▶ ЗАДАНИЯ ДЛЯ ВЫПОЛНЕНИЯ
a - Согласуются ли с интервью с Александром Гальпером следующие утверждения: (i) семья увезла Гальпера из СССР в 18 лет; (ii) абсурд существования Гальпер видит только в России; (iii) Гальпер говорит, что продолжает искать новые анекдотические ситуации? На каждое ответьте «да» или «нет» и приведите точную цитату из интервью, которая это решает.
b - Почему в интервью с Александром Гальпером он говорит, что оказался «на грани»? Объясните в одном–трех предложениях.

▶ ФРАГМЕНТ ТЕКСТА
Александр Гальпер: «Ни один мафиозный фильм не обходился без меня». Александр Гальпер с актером Стивеном Бушеми. Фото из архива Александра Гальпера
В своих стихах и прозе Александр Гальпер показывает, с одной стороны, анекдотический, а с другой стороны, грустный абсурд существования. Причем видит он его в основном не в России (хотя и у нас тоже), а в США. Читайте рассказы Гальпера в этом номере на с. 16. С Александром ГАЛЬПЕРОМ поговорила Елена СЕМЕНОВА.
– Александр, насколько можно судить по вашим произведениям, анекдотические ситуации и чудные люди сами притягиваются к вам? Это так? Или это особенность вашего взгляда на мир?
– Ну, почему я такой? Сложно сказать. Возможно, гены, возможно, звезды, а может, обстоятельства иммиграции меня сделали таким. Я вижу абсурд, и абсурд видит меня. Иногда попадаешь в такие анекдотические ситуации, что хватаешься за голову. Ну, начнем с того, что моя семья увезла меня из СССР в 18 лет. Если бы это случилось на два-три года раньше, то стал бы чистым американцам с английским без акцента. Если бы на пару лет позже, то чистый эмигрант, а так получается – на грани. То есть стою над этими идентификациями. Чудище непонятное! Вот, например в одном месте, где я работал в Америке, были трения между чернокожими, рожденными в Америке, и чернокожими – иммигрантами из Африки. И обе группировки меня стремились привлечь на свою сторону. И на чью сторону я должен был стать? Наверное, на энергетическом уровне я посылаю сигналы в мир, что мне интересен абсурд, и жизнь мне подбрасывает такие ситуации. Но, по правде говоря, я уже устал. Даже не то что устал. Я накопил достаточно этих ситуаций и пытаюсь их систематизировать. Выйти за границы анекдота.

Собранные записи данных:
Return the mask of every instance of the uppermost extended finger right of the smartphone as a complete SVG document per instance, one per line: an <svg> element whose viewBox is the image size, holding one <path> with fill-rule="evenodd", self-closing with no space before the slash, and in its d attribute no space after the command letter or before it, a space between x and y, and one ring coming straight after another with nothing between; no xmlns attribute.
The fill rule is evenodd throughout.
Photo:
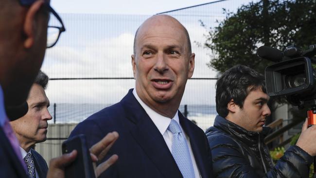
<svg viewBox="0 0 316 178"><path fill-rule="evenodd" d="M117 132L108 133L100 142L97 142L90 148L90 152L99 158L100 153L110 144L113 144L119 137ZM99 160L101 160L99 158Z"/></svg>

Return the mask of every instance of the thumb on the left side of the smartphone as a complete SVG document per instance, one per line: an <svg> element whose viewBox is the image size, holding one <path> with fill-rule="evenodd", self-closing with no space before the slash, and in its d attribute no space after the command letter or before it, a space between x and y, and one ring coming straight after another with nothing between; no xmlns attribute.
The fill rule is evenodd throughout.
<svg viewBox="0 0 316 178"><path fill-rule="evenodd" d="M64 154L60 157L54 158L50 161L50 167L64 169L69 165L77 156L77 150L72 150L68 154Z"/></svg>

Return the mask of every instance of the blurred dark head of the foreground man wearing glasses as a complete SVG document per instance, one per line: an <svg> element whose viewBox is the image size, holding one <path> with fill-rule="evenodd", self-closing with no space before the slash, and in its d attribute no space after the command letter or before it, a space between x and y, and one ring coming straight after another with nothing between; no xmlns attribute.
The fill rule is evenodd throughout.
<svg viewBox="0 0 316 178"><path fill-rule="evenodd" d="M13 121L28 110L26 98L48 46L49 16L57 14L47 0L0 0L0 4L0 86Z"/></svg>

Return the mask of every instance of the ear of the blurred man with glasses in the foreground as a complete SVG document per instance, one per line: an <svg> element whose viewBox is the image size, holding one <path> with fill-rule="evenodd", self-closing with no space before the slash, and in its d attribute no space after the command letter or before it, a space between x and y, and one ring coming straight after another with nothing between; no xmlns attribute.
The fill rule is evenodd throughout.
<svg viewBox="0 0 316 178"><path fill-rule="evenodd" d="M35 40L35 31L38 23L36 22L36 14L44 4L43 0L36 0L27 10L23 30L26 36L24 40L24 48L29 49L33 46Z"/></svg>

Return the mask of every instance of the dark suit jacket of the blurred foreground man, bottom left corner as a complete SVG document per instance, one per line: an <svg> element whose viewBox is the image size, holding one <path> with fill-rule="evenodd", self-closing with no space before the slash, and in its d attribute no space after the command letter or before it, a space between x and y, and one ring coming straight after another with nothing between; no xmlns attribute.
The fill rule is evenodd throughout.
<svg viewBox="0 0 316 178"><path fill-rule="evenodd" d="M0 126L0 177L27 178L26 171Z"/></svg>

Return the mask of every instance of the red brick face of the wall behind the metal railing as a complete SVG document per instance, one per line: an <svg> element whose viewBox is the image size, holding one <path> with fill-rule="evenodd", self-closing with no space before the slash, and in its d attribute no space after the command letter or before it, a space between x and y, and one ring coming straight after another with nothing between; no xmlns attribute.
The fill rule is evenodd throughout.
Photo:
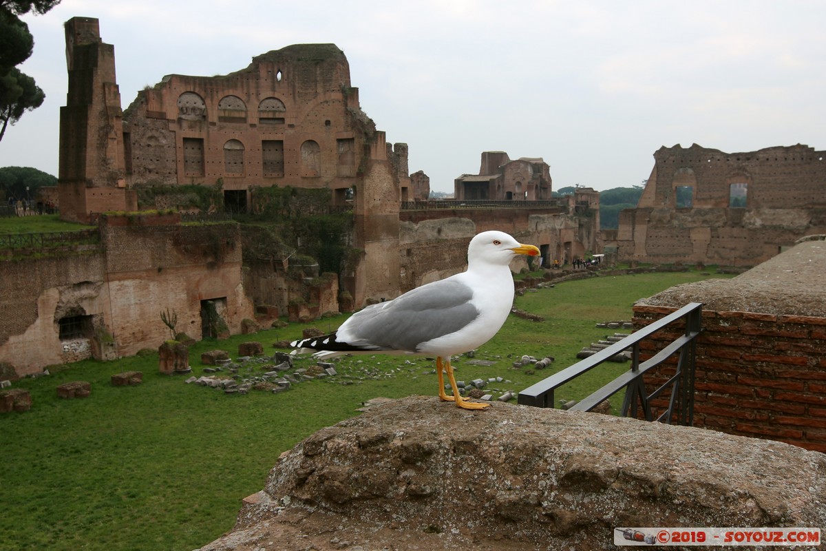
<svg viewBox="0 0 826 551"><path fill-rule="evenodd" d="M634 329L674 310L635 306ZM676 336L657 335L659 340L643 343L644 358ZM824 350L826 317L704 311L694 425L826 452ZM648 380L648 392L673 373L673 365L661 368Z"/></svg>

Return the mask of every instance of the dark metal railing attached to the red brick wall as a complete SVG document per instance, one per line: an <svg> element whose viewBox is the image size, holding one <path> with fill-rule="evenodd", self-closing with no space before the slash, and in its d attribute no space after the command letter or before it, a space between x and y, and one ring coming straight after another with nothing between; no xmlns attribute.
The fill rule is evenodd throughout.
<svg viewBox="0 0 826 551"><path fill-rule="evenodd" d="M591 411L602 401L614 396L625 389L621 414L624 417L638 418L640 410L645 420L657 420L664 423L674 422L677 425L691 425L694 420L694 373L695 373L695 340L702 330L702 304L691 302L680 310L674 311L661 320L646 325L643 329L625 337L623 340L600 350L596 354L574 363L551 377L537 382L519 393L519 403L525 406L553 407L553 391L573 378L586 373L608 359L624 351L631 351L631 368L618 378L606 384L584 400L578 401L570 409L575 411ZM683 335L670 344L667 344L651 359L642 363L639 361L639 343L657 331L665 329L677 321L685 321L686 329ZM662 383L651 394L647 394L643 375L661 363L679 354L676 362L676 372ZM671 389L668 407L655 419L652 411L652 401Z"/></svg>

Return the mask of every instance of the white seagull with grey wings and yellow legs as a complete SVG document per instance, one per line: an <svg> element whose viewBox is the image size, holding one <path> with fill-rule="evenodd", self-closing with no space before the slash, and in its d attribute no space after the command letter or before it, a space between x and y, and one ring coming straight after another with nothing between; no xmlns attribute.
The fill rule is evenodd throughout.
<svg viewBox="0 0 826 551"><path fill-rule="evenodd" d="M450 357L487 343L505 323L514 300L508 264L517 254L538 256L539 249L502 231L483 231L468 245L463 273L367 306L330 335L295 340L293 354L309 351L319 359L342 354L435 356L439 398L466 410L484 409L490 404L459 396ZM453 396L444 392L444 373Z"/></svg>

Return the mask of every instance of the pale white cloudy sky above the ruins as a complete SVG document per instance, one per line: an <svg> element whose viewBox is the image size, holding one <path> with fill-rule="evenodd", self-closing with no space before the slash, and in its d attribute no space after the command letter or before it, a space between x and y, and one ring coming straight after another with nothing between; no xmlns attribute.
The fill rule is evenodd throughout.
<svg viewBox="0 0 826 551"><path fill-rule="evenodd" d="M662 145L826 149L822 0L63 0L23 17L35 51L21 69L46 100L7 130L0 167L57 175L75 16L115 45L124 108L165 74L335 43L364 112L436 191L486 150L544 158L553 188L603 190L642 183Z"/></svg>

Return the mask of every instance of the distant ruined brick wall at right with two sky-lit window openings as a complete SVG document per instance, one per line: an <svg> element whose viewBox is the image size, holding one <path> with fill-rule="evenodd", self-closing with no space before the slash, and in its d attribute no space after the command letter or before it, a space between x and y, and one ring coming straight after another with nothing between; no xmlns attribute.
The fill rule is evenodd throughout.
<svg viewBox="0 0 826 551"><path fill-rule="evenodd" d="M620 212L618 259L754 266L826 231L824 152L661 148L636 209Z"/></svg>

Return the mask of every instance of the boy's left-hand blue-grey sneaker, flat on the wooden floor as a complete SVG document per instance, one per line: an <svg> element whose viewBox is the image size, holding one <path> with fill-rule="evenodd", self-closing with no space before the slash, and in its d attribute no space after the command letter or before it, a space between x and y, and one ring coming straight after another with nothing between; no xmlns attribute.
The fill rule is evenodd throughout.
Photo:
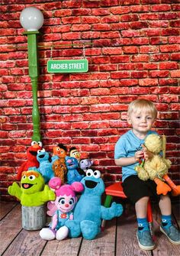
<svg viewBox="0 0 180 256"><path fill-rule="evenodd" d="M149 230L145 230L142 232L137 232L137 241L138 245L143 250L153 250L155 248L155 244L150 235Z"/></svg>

▶ ОТВЕТЫ НА ЗАДАНИЯ
a -
(i) Да: «моя семья увезла меня из СССР в 18 лет».
(ii) Нет: «видит он его в основном не в России (хотя и у нас тоже), а в США».
(iii) Нет: «Я накопил достаточно этих ситуаций и пытаюсь их систематизировать».

b - Семья увезла его из СССР в 18 лет. Если бы это случилось на два-три года раньше, он стал бы чистым американцем с английским без акцента, а если бы на пару лет позже, то чистым эмигрантом. Поэтому он оказался между этими идентификациями.